-- Provided entries start --

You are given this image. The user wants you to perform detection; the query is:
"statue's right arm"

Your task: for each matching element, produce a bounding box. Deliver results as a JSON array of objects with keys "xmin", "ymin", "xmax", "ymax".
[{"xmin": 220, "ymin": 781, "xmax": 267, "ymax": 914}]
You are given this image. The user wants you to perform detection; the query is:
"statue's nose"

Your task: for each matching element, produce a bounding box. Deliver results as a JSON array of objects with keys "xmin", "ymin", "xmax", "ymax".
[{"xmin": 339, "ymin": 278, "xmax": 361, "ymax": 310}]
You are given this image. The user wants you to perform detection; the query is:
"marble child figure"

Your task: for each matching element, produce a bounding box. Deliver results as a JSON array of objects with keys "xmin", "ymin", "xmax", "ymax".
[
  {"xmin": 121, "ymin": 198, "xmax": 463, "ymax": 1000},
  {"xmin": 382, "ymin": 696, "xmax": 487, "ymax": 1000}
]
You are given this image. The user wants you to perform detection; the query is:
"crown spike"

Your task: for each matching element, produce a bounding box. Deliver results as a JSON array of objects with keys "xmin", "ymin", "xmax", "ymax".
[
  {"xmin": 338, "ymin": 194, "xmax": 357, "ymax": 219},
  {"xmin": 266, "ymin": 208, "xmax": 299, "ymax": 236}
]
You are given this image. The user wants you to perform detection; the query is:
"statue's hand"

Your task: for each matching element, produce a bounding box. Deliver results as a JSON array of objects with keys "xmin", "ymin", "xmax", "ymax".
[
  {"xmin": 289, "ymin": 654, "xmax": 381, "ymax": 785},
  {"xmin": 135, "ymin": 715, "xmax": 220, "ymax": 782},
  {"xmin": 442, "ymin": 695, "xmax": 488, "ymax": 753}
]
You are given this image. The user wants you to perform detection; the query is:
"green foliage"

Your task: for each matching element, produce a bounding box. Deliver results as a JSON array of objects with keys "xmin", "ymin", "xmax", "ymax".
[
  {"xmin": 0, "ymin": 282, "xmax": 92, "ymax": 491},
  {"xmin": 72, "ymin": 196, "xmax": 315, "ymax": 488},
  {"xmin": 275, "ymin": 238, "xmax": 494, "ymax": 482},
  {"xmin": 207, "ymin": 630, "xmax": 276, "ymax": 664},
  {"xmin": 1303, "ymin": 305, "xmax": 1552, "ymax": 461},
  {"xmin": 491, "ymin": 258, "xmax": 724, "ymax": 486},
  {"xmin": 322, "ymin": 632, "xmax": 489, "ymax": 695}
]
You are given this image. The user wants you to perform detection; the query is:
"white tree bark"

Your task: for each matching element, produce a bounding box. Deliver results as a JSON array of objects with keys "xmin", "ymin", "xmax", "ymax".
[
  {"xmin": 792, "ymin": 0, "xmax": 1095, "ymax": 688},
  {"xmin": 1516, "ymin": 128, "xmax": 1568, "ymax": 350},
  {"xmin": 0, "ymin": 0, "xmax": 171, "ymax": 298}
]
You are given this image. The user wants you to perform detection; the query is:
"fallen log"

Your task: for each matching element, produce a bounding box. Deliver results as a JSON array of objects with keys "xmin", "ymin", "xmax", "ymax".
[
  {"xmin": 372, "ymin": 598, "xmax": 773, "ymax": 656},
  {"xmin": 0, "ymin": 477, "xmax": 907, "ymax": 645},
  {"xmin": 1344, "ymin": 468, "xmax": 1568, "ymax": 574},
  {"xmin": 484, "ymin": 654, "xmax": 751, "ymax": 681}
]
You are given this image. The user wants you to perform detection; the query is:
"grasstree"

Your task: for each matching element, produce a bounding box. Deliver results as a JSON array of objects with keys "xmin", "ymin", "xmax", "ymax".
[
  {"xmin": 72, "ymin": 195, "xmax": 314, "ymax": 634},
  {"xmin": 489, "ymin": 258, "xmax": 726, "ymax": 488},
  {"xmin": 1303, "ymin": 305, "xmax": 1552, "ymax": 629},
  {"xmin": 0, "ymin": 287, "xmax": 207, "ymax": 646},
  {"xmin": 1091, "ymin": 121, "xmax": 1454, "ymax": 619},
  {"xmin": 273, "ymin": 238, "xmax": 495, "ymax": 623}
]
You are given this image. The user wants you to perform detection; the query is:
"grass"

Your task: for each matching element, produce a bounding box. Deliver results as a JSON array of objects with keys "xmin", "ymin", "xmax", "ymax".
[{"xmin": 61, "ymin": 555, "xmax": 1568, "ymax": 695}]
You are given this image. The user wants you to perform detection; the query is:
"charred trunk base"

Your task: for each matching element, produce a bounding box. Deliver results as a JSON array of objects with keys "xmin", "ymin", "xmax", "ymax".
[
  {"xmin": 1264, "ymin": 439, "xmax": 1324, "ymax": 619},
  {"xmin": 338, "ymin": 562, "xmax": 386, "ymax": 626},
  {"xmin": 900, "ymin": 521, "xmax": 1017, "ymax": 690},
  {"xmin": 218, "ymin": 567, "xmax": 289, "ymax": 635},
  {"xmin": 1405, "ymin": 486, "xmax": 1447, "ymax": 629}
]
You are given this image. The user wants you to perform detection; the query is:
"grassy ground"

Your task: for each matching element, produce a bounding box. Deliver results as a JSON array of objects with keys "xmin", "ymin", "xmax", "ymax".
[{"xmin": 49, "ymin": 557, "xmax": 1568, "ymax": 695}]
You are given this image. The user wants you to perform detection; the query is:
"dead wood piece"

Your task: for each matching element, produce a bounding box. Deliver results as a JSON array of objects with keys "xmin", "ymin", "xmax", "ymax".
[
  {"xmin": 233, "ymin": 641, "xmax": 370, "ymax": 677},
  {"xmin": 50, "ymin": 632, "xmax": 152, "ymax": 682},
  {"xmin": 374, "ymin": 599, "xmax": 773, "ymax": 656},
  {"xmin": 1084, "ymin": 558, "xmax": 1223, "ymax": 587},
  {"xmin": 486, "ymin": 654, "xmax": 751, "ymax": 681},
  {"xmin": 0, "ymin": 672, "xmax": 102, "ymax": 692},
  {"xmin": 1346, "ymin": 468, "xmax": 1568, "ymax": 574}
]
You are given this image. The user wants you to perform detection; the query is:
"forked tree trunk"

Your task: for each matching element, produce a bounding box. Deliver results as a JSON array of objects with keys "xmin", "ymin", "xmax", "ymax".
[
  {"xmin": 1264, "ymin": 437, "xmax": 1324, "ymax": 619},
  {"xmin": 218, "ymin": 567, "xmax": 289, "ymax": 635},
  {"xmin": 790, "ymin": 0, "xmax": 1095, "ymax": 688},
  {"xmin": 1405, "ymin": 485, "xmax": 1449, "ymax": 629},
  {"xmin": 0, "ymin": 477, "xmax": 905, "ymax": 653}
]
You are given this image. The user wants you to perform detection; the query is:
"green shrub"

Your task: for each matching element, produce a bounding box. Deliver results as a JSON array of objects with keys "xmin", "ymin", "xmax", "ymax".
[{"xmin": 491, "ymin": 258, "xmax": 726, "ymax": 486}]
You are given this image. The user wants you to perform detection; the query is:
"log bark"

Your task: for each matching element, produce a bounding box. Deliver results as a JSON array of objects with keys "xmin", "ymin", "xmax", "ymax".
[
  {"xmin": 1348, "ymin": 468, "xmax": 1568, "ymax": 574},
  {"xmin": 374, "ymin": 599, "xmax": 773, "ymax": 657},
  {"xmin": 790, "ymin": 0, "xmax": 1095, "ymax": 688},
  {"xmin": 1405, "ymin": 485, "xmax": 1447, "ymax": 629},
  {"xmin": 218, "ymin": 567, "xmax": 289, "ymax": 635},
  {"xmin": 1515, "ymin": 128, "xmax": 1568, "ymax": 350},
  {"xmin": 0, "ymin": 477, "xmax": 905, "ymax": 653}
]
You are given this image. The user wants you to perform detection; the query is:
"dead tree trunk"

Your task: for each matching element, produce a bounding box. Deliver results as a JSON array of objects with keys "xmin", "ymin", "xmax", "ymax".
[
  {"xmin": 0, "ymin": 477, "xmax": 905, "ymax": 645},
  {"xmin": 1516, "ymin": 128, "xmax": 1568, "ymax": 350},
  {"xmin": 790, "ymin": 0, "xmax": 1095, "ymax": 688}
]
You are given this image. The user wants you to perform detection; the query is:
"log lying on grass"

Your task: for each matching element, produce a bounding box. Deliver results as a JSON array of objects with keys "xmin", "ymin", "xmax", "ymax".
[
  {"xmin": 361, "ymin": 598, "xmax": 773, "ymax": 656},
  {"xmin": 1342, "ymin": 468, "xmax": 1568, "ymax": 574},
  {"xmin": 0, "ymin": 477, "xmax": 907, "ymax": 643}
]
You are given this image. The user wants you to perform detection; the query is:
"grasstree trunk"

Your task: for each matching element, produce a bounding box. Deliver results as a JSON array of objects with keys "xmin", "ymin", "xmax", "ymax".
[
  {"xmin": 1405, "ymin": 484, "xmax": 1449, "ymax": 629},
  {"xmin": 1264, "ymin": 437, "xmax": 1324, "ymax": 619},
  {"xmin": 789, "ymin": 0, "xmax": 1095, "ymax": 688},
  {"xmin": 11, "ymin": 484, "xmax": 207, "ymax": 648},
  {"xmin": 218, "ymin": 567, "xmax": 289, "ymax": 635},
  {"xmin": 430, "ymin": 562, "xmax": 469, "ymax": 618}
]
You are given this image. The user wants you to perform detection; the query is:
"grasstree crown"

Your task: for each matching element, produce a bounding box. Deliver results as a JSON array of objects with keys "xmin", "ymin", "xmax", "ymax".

-- Provided entries end --

### Request
Count the lines in the listing above that contain the word "statue", and reply with only that number.

### Task result
3